---------- PASSAGE FOR REVIEW ----------

Newby wrote an early guide to navigating the Internet, including information about web directories, titled Directory of Directories on the Internet: A Guide to Information Sources (Meckler, 1994). A reviewer, James R. Rettig, said the book was helpful for overcoming the "vast dark stretches between the wondrous bright information sources one can find out there in cyberspace". Newby also co-edited a book of essays about publishing academic work online in 1996, Scholarly Publishing: The Electronic Frontier.

Newby was an assistant professor at UNC School of Information and Library Science from 1997 to 2003. While at UNC, he included an unofficial DVD player for Linux, DeCSS, in one of his syllabuses, and he received pressure from the Motion Picture Association and the university to take it down.

In 2003, Newby became a staff member at the Arctic Region Supercomputing Center at the University of Alaska Fairbanks. He became the director of the center in 2005. He oversaw supercomputing work including weather forecasting for Alaska. He managed King Abdullah University of Science and Technology's Supercomputing Laboratory in Saudi Arabia. He joined Compute Canada (now the Digital Research Alliance of Canada) as its chief technology officer in 2014. In 2020, he started working in IT for the government of Yukon, Canada. Newby's work was cited by the Yukon Government's Deputy Minister Award for Group Service Excellence and the Yukon Government's Premier's Award of Excellence and Innovation.

He coauthored papers on information retrieval, high-performance computing, computer-supported cooperative work, and other topics.

----------

According to the passage on Newby's career, in what year did he join Compute Canada as its chief technology officer?

---------- RECORDED INFORMATION ----------

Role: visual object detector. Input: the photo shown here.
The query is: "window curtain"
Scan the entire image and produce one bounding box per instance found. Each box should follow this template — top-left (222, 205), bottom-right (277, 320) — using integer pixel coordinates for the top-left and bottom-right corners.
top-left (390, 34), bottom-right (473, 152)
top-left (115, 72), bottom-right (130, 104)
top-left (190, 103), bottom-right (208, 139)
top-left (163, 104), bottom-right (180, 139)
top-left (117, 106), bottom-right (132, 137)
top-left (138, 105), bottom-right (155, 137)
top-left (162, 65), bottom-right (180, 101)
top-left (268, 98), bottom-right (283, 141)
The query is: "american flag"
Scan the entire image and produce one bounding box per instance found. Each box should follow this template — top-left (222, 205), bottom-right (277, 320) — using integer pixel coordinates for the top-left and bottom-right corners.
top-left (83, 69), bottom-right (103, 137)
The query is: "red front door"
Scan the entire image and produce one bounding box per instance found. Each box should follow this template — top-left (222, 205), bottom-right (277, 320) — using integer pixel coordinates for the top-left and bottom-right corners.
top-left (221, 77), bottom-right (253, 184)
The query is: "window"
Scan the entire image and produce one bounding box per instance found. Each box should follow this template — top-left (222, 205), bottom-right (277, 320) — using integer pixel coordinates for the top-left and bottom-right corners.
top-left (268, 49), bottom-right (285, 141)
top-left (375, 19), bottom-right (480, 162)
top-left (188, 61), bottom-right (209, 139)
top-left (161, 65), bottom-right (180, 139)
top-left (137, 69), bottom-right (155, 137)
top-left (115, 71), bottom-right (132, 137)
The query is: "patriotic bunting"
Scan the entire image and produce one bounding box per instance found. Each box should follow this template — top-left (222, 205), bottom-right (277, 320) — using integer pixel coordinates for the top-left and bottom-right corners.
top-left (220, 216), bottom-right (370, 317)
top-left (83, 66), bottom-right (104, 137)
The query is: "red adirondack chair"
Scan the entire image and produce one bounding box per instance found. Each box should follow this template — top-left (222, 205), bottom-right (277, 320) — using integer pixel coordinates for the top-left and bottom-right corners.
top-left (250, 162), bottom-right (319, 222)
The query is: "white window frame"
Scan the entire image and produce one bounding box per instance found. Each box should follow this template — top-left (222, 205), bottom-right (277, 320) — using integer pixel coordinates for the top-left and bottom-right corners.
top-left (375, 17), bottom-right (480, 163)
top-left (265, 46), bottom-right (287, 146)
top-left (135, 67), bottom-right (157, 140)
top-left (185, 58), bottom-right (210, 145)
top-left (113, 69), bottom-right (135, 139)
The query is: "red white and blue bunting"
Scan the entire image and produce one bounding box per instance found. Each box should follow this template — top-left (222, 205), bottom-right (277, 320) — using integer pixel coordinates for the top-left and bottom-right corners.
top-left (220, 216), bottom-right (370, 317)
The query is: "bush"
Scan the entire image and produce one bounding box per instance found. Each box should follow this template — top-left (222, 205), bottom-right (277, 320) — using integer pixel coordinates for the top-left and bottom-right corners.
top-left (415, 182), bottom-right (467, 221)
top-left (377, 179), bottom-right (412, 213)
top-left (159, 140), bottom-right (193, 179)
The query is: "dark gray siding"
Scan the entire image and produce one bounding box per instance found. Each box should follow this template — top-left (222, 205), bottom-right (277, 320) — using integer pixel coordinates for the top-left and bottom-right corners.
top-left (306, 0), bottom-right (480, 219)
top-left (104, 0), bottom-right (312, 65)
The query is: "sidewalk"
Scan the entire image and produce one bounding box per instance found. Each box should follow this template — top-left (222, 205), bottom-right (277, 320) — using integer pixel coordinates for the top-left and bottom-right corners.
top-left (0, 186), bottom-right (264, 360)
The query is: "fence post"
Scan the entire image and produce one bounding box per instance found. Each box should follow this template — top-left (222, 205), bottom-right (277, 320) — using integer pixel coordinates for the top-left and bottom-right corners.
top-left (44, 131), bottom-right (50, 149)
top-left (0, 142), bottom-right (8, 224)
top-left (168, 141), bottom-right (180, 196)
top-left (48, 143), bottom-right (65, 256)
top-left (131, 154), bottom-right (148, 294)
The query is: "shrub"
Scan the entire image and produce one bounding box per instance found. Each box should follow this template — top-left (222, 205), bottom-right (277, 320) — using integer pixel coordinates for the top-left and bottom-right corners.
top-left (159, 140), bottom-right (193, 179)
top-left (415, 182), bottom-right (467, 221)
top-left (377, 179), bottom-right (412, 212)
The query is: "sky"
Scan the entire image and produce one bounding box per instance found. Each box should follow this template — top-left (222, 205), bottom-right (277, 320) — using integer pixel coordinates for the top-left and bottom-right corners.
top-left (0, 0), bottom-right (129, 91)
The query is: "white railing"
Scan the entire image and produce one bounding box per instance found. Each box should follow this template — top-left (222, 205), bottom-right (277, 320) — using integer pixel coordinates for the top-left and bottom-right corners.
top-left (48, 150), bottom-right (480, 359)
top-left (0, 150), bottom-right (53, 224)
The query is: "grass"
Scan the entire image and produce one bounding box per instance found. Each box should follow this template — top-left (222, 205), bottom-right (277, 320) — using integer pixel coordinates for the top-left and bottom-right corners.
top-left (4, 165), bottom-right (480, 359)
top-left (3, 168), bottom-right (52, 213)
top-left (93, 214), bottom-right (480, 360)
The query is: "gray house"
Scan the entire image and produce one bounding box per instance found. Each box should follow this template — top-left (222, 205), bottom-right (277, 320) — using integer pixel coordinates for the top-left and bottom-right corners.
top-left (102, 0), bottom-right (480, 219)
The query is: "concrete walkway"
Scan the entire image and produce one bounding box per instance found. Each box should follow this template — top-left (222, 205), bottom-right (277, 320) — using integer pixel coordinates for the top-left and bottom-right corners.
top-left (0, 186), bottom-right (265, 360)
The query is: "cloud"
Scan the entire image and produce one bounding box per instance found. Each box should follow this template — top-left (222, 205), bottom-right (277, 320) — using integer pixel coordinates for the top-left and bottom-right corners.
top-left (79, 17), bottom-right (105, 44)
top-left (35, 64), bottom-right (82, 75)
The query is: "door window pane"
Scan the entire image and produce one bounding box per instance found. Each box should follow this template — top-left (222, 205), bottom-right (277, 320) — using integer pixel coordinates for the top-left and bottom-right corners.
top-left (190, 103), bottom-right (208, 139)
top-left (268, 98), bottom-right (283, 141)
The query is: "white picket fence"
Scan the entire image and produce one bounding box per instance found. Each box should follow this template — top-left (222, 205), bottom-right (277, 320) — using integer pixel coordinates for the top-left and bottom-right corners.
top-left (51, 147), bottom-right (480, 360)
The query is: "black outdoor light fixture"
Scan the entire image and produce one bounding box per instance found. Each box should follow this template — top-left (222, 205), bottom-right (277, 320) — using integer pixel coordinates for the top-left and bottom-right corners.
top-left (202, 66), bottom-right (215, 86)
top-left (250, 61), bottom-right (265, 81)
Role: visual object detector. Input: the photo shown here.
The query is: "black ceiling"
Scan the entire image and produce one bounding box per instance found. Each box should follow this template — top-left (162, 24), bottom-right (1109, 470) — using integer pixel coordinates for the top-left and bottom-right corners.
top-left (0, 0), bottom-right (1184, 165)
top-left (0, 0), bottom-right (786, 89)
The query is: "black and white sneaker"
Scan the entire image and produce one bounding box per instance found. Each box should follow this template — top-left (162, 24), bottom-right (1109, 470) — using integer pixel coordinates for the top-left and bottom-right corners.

----------

*ANSWER TO THIS PROBLEM:* 2014